**What you are asked to do:** Please copy out the lines in the entries that contain "smiling".

**Available data:**
───

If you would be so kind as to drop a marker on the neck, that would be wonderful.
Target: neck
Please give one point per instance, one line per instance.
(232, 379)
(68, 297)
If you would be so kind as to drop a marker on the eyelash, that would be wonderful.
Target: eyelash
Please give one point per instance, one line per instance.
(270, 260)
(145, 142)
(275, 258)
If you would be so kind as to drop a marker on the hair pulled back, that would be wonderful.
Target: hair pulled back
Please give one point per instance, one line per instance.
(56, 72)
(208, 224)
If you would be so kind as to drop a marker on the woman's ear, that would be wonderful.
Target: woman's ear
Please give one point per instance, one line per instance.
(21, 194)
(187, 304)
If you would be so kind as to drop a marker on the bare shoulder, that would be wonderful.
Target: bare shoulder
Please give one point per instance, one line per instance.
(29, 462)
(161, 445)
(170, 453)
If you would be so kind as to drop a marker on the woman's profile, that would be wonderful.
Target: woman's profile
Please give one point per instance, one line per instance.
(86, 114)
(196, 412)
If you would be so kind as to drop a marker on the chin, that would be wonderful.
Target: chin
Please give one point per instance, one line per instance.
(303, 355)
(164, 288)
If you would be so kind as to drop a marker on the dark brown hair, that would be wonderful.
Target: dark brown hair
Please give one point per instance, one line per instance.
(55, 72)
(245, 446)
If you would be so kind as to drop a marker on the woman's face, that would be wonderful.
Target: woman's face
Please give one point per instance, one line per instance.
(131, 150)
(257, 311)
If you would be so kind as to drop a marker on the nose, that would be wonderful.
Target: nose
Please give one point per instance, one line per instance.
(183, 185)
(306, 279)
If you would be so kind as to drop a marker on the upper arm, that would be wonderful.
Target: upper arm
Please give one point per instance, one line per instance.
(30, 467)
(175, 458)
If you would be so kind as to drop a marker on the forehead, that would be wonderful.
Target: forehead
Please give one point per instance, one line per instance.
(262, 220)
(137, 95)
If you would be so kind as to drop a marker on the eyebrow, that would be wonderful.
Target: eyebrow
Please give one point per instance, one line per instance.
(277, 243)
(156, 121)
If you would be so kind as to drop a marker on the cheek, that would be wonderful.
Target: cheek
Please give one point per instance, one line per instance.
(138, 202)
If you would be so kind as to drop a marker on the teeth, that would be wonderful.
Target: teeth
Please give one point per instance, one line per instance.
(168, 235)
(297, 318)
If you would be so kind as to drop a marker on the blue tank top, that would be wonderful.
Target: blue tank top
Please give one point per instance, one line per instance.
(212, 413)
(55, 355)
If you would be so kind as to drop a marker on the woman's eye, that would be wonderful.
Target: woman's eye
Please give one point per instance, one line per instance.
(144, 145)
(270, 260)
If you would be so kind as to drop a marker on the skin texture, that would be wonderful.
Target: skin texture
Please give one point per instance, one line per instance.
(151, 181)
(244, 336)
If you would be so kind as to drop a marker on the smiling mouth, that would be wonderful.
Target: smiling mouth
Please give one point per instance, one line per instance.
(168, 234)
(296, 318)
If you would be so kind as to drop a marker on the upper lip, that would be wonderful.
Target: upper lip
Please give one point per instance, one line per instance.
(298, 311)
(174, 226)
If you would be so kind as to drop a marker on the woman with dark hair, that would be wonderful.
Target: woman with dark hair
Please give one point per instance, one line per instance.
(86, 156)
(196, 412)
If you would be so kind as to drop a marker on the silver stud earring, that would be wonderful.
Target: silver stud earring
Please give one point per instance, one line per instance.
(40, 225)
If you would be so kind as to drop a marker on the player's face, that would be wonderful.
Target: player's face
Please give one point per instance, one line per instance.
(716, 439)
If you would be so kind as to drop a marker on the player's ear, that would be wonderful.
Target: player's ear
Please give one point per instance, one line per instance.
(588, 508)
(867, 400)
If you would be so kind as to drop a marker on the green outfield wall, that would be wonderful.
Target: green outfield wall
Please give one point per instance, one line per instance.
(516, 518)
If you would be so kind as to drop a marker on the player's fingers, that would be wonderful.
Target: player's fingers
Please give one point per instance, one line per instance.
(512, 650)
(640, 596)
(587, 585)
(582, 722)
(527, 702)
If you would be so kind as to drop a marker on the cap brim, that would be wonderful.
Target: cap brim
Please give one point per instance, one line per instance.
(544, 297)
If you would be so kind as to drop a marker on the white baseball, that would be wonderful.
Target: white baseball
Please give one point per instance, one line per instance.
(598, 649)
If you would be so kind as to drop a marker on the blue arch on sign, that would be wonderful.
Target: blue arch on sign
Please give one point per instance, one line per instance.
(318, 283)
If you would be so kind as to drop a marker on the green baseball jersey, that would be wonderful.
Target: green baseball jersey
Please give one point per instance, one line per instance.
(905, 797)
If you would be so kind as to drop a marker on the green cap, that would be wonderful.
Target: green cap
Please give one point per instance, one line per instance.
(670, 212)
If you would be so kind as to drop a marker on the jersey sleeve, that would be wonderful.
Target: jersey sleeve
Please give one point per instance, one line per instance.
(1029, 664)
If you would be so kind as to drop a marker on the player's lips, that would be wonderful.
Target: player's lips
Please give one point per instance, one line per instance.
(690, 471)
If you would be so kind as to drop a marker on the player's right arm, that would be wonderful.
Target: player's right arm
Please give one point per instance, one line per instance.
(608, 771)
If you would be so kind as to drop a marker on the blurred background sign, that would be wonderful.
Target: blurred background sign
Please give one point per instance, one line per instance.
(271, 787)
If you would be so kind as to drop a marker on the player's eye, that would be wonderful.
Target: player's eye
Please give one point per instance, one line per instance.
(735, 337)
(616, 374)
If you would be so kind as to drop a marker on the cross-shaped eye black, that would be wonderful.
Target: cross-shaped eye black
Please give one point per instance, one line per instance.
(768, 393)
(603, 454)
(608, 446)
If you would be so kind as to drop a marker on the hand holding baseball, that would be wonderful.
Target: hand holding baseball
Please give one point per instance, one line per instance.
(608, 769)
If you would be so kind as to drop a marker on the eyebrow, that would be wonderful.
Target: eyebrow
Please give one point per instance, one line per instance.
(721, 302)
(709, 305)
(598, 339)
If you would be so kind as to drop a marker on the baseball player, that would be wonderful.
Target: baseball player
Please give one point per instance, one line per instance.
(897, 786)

───

**Reply to the exercise:**
If you would be so kind as to drop a marker on the smiling mouth, that would be wonderful.
Target: smiling mouth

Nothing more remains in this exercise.